[Records drawn from a data source]
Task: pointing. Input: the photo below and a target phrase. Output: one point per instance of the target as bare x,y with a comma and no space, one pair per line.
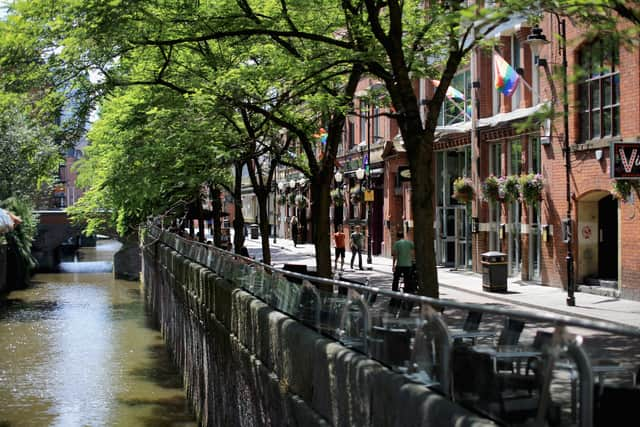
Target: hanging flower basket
463,190
491,189
301,201
531,187
337,196
356,196
621,189
509,188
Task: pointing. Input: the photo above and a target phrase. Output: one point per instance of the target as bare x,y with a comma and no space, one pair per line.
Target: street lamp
536,41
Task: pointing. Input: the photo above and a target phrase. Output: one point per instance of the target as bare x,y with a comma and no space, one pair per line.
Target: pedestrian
294,230
403,254
339,238
357,243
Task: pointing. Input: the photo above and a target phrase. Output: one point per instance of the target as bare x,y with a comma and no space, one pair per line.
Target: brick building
483,133
498,139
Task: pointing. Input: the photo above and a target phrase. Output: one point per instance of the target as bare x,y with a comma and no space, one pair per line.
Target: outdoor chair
395,344
509,336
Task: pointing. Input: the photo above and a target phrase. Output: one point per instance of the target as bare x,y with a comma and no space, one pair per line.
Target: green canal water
78,349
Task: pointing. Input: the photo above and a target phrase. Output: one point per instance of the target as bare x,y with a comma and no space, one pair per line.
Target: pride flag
452,93
506,79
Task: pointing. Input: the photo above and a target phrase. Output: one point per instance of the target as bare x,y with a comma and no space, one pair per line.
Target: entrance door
454,247
608,238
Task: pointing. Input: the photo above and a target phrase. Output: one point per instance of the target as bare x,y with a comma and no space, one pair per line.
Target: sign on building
625,160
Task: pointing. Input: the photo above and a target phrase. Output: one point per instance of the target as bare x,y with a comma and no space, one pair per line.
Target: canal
78,349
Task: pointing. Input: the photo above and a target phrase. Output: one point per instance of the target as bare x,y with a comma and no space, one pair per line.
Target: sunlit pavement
465,286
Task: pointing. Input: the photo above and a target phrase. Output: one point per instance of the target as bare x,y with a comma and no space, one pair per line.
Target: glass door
453,242
535,216
514,225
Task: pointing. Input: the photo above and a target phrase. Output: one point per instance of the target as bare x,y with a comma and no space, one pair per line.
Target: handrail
430,329
554,319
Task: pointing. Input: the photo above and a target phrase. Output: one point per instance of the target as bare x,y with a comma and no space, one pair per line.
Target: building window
515,63
599,90
376,125
351,134
364,114
457,106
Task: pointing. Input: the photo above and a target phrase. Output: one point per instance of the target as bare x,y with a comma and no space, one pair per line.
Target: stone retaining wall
246,364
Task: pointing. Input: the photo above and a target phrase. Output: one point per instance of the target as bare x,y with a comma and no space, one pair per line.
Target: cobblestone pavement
461,286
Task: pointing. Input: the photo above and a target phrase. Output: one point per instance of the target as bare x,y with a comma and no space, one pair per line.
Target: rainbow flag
452,93
506,79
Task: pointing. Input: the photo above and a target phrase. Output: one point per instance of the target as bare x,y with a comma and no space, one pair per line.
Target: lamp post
536,41
277,190
338,180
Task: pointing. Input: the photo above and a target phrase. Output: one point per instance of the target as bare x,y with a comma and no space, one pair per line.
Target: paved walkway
467,286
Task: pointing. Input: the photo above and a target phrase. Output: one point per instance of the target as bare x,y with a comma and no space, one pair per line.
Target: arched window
599,90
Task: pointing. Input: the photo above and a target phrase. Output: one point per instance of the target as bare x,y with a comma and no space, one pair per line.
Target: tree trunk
320,189
263,212
216,210
238,219
423,215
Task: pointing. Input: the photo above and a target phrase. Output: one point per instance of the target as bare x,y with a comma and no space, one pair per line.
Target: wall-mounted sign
625,160
368,195
404,172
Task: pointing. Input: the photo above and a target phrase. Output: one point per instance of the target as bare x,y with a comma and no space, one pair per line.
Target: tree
331,44
29,154
146,157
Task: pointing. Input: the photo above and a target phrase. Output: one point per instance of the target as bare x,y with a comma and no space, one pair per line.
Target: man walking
339,238
294,230
402,252
357,242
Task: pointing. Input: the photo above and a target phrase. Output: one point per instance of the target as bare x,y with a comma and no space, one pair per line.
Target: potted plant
491,189
509,188
531,186
463,190
301,201
337,196
621,189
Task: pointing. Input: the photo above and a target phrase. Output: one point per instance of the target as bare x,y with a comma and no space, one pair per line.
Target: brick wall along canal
77,349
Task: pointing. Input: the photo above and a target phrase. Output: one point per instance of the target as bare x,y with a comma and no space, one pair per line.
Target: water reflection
77,350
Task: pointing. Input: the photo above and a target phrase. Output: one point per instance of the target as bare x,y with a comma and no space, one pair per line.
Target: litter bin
494,271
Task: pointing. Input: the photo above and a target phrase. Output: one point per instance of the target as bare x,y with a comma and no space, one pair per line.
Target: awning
488,122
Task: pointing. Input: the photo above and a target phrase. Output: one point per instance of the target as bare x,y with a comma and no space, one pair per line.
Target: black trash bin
494,271
255,231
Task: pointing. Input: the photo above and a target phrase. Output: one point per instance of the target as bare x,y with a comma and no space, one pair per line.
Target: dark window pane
583,91
595,94
595,123
584,126
606,122
606,91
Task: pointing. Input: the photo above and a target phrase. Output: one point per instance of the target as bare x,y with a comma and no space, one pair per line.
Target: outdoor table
599,371
459,334
506,353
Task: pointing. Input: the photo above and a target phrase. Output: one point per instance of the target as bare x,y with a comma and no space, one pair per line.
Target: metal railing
413,336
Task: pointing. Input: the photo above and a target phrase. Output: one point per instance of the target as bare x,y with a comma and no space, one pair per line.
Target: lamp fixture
536,41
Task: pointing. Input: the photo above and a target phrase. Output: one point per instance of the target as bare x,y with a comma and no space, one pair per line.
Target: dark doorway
608,238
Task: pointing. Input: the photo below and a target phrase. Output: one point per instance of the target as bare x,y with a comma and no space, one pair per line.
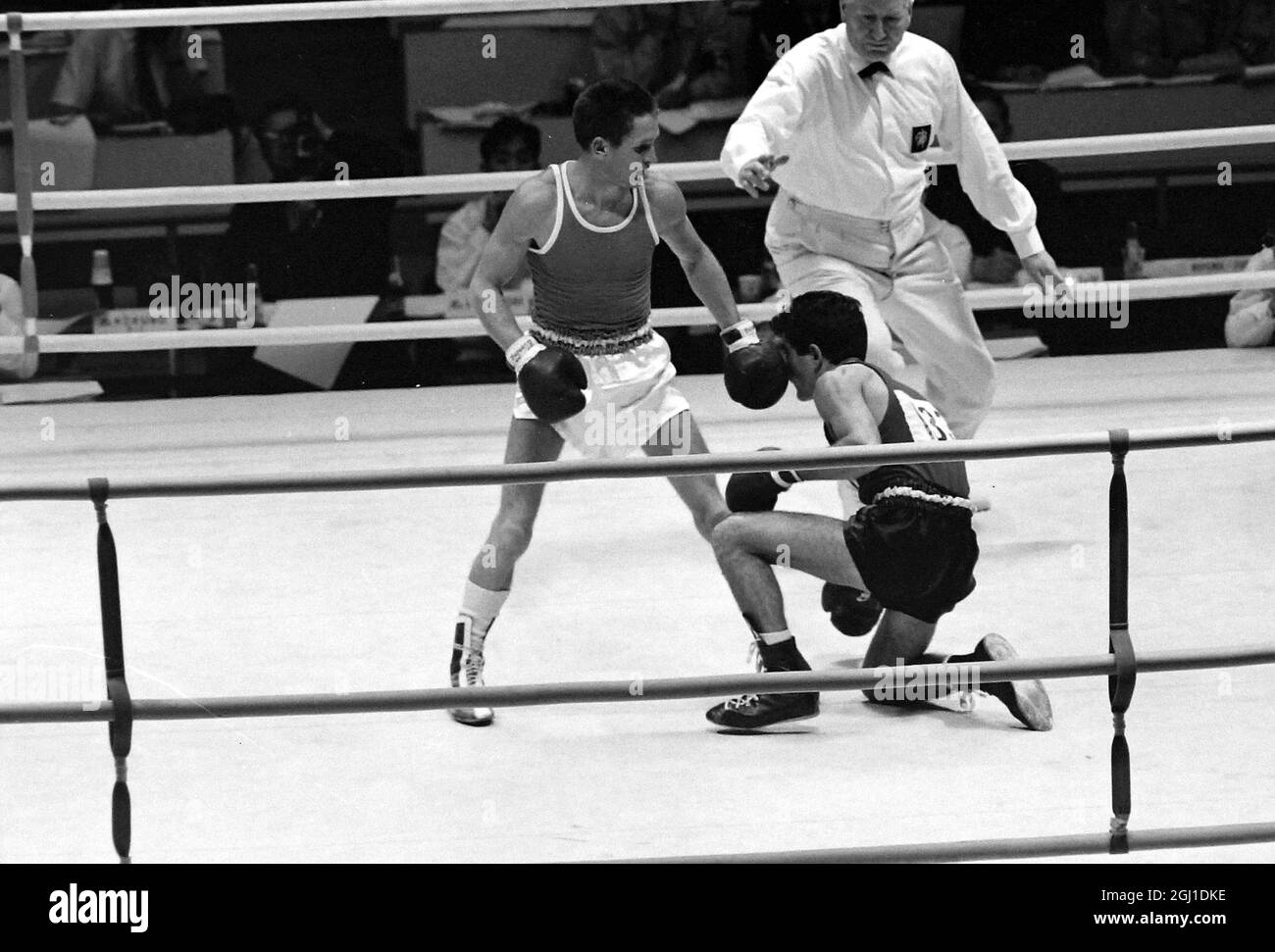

# Requirement:
Copy out each line of the records that contains the word "flag". The match is case-sensitive, so uppercase and lowercase letters must agree.

# Complete answer:
Target: pride flag
Target: rainbow flag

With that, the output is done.